Write out all of the entries below word for word, leaving out the pictures.

Available data

....

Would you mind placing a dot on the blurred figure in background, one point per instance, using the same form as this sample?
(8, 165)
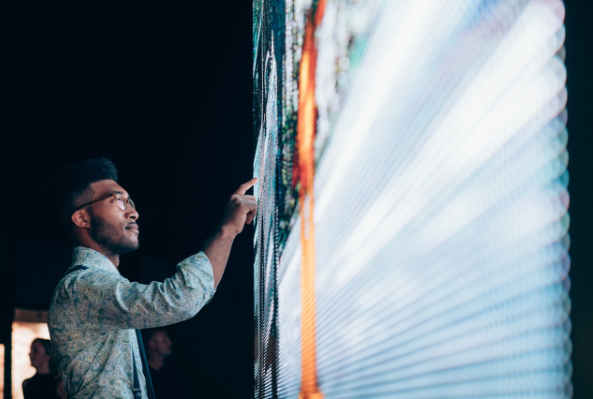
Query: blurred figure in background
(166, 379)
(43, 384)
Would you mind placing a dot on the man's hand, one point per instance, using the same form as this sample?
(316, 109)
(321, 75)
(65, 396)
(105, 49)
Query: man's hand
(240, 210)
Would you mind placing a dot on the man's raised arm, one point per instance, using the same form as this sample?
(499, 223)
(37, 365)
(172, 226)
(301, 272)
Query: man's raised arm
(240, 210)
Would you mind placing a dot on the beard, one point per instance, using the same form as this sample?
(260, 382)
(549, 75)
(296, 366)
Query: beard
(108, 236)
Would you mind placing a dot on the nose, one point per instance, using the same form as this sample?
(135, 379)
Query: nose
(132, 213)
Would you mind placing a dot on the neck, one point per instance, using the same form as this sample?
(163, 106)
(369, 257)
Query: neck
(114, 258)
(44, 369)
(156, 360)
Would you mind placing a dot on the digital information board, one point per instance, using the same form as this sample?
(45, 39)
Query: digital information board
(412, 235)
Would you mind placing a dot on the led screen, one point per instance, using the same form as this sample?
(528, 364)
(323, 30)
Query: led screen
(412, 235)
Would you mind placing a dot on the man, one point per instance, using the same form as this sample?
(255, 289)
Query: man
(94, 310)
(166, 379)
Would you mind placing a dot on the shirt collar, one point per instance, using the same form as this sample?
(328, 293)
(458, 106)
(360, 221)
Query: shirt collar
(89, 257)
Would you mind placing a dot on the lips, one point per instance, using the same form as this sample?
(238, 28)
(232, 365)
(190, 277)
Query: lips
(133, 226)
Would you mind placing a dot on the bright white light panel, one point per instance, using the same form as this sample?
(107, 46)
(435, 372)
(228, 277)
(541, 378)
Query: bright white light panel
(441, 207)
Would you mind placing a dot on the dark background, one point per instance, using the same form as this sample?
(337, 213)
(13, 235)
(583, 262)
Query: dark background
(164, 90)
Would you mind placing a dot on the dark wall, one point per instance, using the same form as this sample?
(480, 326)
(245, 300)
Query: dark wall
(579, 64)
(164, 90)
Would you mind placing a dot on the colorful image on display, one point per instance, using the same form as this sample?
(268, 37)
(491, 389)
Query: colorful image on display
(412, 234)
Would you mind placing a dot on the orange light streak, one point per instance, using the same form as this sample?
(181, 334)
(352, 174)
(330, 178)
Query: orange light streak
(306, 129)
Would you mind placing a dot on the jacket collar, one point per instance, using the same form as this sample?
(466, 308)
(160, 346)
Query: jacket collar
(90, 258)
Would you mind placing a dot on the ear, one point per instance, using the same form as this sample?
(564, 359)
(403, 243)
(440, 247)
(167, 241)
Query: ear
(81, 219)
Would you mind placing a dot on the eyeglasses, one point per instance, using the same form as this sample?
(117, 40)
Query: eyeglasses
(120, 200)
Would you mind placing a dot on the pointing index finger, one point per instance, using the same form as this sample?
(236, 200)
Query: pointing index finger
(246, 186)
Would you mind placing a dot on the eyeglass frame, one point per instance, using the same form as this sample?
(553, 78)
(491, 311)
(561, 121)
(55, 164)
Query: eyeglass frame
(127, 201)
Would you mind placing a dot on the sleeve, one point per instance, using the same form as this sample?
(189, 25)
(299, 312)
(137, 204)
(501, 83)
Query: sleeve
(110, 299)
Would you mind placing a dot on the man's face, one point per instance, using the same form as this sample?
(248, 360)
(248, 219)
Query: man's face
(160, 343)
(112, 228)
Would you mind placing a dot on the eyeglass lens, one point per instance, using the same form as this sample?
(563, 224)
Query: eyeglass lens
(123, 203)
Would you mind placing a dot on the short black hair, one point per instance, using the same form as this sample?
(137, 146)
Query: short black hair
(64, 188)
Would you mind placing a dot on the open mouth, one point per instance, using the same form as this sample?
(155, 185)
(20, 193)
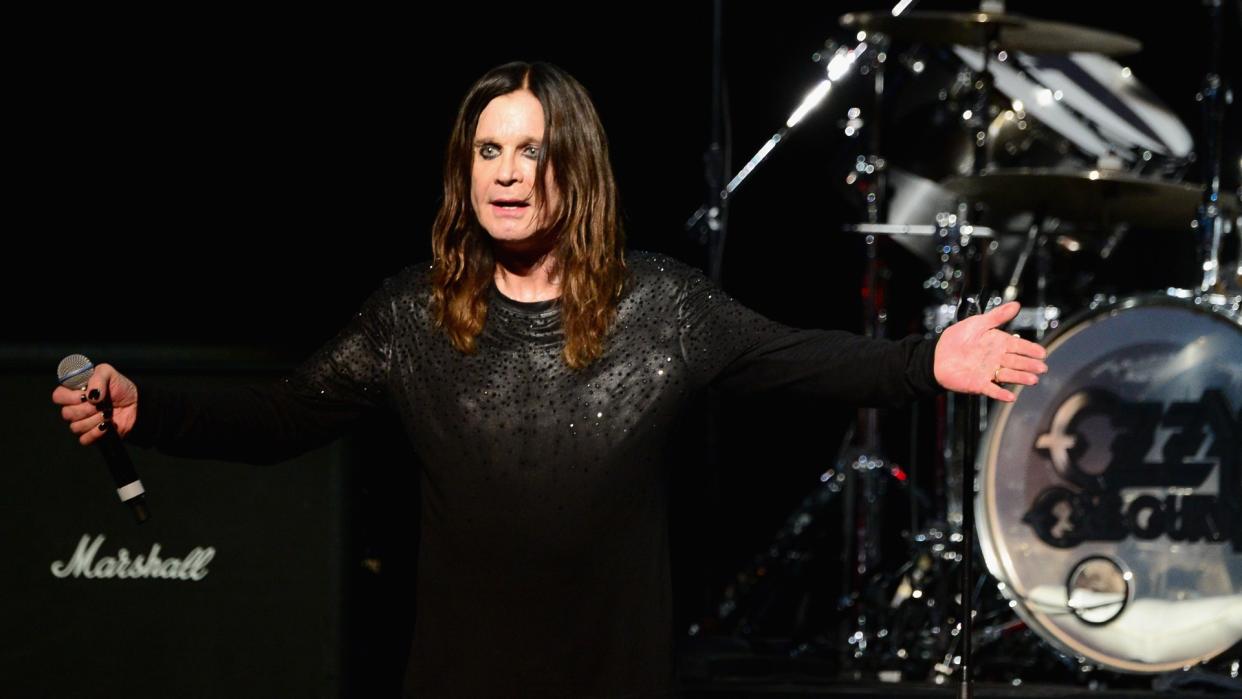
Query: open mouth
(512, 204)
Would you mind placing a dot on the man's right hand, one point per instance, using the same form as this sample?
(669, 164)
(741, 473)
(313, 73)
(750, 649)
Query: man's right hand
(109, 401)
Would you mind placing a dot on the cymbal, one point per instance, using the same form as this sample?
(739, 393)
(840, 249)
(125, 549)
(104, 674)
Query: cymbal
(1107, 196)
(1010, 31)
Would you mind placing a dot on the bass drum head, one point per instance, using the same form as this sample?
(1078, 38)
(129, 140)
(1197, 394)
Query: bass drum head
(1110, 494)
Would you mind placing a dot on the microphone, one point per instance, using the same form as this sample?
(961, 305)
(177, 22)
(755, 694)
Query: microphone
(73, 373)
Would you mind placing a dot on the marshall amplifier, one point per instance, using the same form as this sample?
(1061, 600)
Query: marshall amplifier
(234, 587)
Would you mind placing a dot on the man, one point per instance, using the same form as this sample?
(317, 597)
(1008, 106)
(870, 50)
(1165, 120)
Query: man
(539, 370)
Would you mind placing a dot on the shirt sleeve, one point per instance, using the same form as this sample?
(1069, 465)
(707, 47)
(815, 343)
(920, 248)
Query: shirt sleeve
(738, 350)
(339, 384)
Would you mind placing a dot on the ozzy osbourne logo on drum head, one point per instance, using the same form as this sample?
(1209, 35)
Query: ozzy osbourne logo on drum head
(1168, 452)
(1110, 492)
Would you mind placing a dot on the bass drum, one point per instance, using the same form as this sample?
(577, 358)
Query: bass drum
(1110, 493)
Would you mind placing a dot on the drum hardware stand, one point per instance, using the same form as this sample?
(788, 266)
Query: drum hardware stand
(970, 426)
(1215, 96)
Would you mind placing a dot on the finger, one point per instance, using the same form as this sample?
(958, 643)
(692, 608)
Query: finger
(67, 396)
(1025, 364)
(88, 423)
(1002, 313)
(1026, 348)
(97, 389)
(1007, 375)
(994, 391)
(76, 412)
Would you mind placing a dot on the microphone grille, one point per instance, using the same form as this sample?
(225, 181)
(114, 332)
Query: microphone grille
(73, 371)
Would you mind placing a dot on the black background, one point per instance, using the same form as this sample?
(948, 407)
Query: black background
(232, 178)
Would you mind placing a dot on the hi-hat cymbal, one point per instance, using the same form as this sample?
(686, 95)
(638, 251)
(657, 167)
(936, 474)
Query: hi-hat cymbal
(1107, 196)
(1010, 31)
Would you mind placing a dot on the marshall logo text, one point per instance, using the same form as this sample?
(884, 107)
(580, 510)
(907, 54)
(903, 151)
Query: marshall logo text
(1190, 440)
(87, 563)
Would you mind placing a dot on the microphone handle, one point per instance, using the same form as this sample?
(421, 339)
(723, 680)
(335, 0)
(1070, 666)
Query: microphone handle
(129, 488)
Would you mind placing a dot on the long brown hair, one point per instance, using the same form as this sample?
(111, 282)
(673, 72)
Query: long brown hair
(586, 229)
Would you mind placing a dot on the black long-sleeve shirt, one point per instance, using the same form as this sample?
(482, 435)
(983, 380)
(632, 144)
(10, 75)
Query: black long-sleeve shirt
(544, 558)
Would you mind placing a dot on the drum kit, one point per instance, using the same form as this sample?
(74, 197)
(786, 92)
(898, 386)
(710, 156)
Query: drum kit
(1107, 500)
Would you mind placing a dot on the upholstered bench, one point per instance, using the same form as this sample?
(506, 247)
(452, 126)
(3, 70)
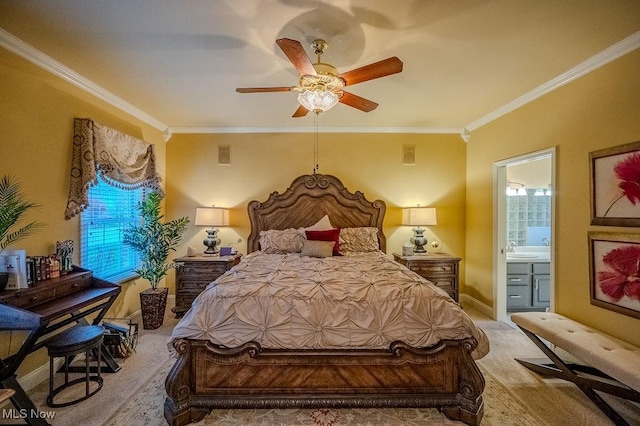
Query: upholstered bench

....

Complete response
Would you mind placing a dot on the blurred figure in background, one point per instance, using the same form as this sample?
(8, 165)
Query: blurred figure in background
(166, 379)
(43, 384)
Would you mind placing a dot on the man's hand, one point per instance, using the same form as this sample?
(316, 109)
(321, 75)
(65, 396)
(105, 49)
Query: man's hand
(240, 210)
Would you mind placing a dot on the man's raised arm, one point per instance, using the same form as this sample?
(499, 223)
(37, 365)
(172, 226)
(301, 272)
Query: man's raised arm
(240, 210)
Would you mind placing a dot on the beard, one point per instance, using the same form as this sample?
(260, 382)
(549, 75)
(296, 366)
Query: beard
(108, 236)
Would you mind placing a dot on the nose, one point per instance, using the same form as this sample?
(135, 379)
Query: nose
(132, 213)
Would you mind placing a dot on the neck, one point per instance, using the same form as this sample?
(163, 106)
(369, 257)
Query: neck
(114, 258)
(44, 369)
(156, 360)
Would you mind placing a dot on the digital information board, one point per instance, using the same form as this sample?
(45, 39)
Query: digital information board
(412, 235)
Would you mind placing a dot on the led screen, one point per instance, using the same form as this sample?
(528, 364)
(323, 30)
Query: led screen
(412, 235)
Would you mind placing a dot on the man, one point per instance, using the same form as this sample?
(255, 289)
Query: man
(94, 310)
(166, 379)
Would you mind placing a dot on the shirt collar, one point per instance, using the same form as this sample?
(328, 293)
(458, 106)
(360, 221)
Query: shirt collar
(89, 257)
Would you mind placing a dot on the lips, one point per instance, using the same form as this sample?
(238, 28)
(232, 365)
(190, 277)
Query: lips
(133, 226)
Would you mind placing a dot on the bright white light panel, one point per instance, using the same form as this sample?
(107, 46)
(435, 372)
(228, 277)
(541, 378)
Query: bright white light panel
(441, 207)
Would you mind placing a dot on the dark background, one point per instance, using the same form as this sample?
(337, 213)
(13, 235)
(583, 262)
Query: dark background
(164, 90)
Would you mind placing a dot on the dark wall, one point per instance, using the same form as this sample?
(480, 326)
(245, 300)
Query: dark wall
(579, 64)
(164, 90)
Would you mind placing a dot on the colorful image on display, one point per instance, using the same form as this sample?
(268, 37)
(491, 389)
Query: colorful image on display
(412, 234)
Would you mind placing a dot on the orange light streak, one point per instance, using the same form as this sample?
(181, 334)
(352, 174)
(330, 178)
Query: orange light streak
(306, 129)
Would you mind placing a dot on the jacket collar, one point per instance, using the same form as this sample?
(466, 308)
(160, 346)
Query: jacket collar
(90, 258)
Would you mind placing a dot on the ear, one point per instance, using the same form as this sample?
(564, 359)
(403, 243)
(440, 247)
(167, 241)
Query: ear
(81, 219)
Would you mind placing a dot on the eyeglasses, one point per instance, using the same form as this sample?
(117, 40)
Query: eyeglasses
(120, 200)
Would you mind placing a dot on the pointing index finger, one point per instance, using the same form as this sample?
(236, 200)
Query: pointing index finger
(246, 186)
Would you mind placing a dot on the eyeglass frame, one point per instance, using the same form as this sample?
(553, 78)
(491, 311)
(561, 121)
(55, 164)
Query: eyeglass frame
(127, 201)
Would you mind placing a dot on the sleeve, one point per instance, using the same form as this sample?
(189, 25)
(299, 312)
(137, 204)
(501, 83)
Query: sleeve
(110, 299)
Would you mind placing a dot on the man's face, one point per instance, using the same form as this sample?
(248, 360)
(248, 219)
Query: man's face
(160, 343)
(112, 228)
Would you mind placing a dot on the eyeglass lens, one point per instance, using the same form as this sample?
(563, 224)
Query: eyeglass lens
(123, 203)
Would you mind placing a dot on the short black hair, one point per instance, using the same form as this sample?
(137, 146)
Query: short black hair
(64, 188)
Would you mind placing a dot on the open mouth, one point per instance, using the same form as this sample?
(155, 185)
(20, 193)
Query: open mouth
(512, 204)
Would you mind placing a dot on the man's right hand, one point per instance, using the same form as this sample?
(669, 164)
(741, 473)
(313, 73)
(750, 649)
Query: man's right hand
(109, 401)
Would you mind placing a dot on the cymbal, one point per instance, using the same form as this sample?
(739, 393)
(840, 249)
(125, 549)
(104, 674)
Query: cymbal
(1107, 196)
(1010, 31)
Would you mind placing a dot on the bass drum head, one point per instance, using the same form as this sample?
(1078, 38)
(129, 140)
(1197, 394)
Query: bass drum head
(1110, 494)
Would you mind placing a dot on the microphone, one point per instance, using the same form as this sample?
(961, 305)
(177, 22)
(755, 694)
Query: microphone
(73, 373)
Would you mind placing a dot on the marshall amplifier, one point per instance, using the same form as this sample?
(1061, 600)
Query: marshall amplifier
(234, 587)
Would you mind placing a dot on the man, one point per instance, using the same form as this sample?
(317, 597)
(1008, 106)
(870, 50)
(1165, 120)
Query: man
(539, 370)
Would you mind placing a dot on the shirt sleeve, one point per instance, using the same form as this sample?
(1069, 465)
(707, 47)
(815, 343)
(920, 248)
Query: shirt sleeve
(738, 350)
(339, 384)
Would you mind placing a dot on the ozzy osbourne logo on drum head, one point per instance, using the same form as this sample?
(1209, 35)
Query: ozzy osbourne logo on drum head
(1168, 452)
(1110, 492)
Would you mind placing a dot on the bass drum, one point per instance, using the same form as this sample?
(577, 358)
Query: bass drum
(1110, 493)
Would you mind placing a dot on the drum hardware stand, one point per instance, using the same form as this sample?
(788, 266)
Query: drum hardware stand
(970, 426)
(1215, 96)
Would you mind placing a dot on the finger, one point per instance, using the same form as this sample?
(958, 643)
(692, 608)
Query: finger
(67, 396)
(1025, 364)
(88, 423)
(1002, 313)
(1026, 348)
(97, 389)
(1007, 375)
(994, 391)
(76, 412)
Would you mind placing a dot on the microphone grille, one point per instance, using the same form as this sample?
(225, 181)
(114, 332)
Query: microphone grille
(73, 371)
Would you mind placing a dot on the black background, one point per instance, using the same form as this sample?
(948, 407)
Query: black background
(232, 178)
Would you mind placing a dot on the hi-hat cymbal, one point per instance, using the same form as this sample?
(686, 95)
(638, 251)
(657, 167)
(936, 474)
Query: hi-hat cymbal
(1107, 196)
(1010, 31)
Would you mind placing a dot on the marshall logo text, one point per instance, using the same form as this sample?
(884, 107)
(580, 510)
(907, 54)
(903, 151)
Query: marshall logo text
(1190, 440)
(87, 563)
Would you mind placing a dot on the microphone handle, one point per instance, using the same form as this sample?
(421, 339)
(723, 680)
(335, 0)
(1070, 666)
Query: microphone handle
(129, 488)
Would you mind placing a dot on the long brown hair, one point per instance, using the same form as this sample?
(111, 282)
(673, 72)
Query: long brown hair
(586, 229)
Would you mind placing a dot on the black long-sleeve shirt, one point per instance, using the same form as this sample?
(482, 435)
(983, 380)
(632, 144)
(10, 75)
Query: black long-sleeve shirt
(544, 558)
Would you mind placing a dot on the drum kit, one point per instance, using the same form as this sample?
(74, 197)
(786, 92)
(898, 386)
(710, 156)
Query: drum kit
(1107, 500)
Would you mind placing a dot on the upholstered bench, one point per instance, using the same form as this sample?
(506, 247)
(452, 126)
(3, 70)
Query: upholstered bench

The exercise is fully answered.